• **PASSAGE PROVIDED**
#####
Homer Mayor Beth Wythe and City Manager Walt Wrede took center stage at the Homer Chamber of Commerce and Visitor Center’s luncheon meeting at the Alibi on Tuesday. Their state-of-the-city report provided an overview of 2013, a “really good year” for the city, according to Wythe, and plans for 2014.
Both Wythe and Wrede stressed the importance of the Spit and the port and harbor to the Homer economy. Projects completed, in progress and planned include:
• Float replacement;
• System 5 electrical upgrades;
• Ramp 3 upgrades that include handicap accessibility;
• A $6 million Spit Trail project, funded with cruise-ship head-tax dollars that will expand the trail to the Deep Water Dock and to the end of the Spit;
• Construction of public restrooms on Pioneer Avenue, the Deep Water Dock and at the end of the Spit, also funded with cruise-ship head-tax monies;
• Design to extend the Deep Water Dock to increase its ability to receive freight for the Homer area, as well as other locations on Southcentral Alaska;
• Upgrades to the harbor’s five-lane load-launch area funded by the Alaska Department of Fish and Game.
#####
• **INFORMATION PROVIDED**

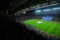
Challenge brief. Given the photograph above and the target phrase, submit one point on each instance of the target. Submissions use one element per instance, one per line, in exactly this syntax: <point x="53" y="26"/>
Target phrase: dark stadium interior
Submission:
<point x="12" y="15"/>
#####
• **GIVEN PROBLEM**
From the article on Homer's state-of-the-city report above, write out word for word the part from "Both Wythe and" up to and including "Fish and Game.".

• **TASK RESULT**
Both Wythe and Wrede stressed the importance of the Spit and the port and harbor to the Homer economy. Projects completed, in progress and planned include:
• Float replacement;
• System 5 electrical upgrades;
• Ramp 3 upgrades that include handicap accessibility;
• A $6 million Spit Trail project, funded with cruise-ship head-tax dollars that will expand the trail to the Deep Water Dock and to the end of the Spit;
• Construction of public restrooms on Pioneer Avenue, the Deep Water Dock and at the end of the Spit, also funded with cruise-ship head-tax monies;
• Design to extend the Deep Water Dock to increase its ability to receive freight for the Homer area, as well as other locations on Southcentral Alaska;
• Upgrades to the harbor’s five-lane load-launch area funded by the Alaska Department of Fish and Game.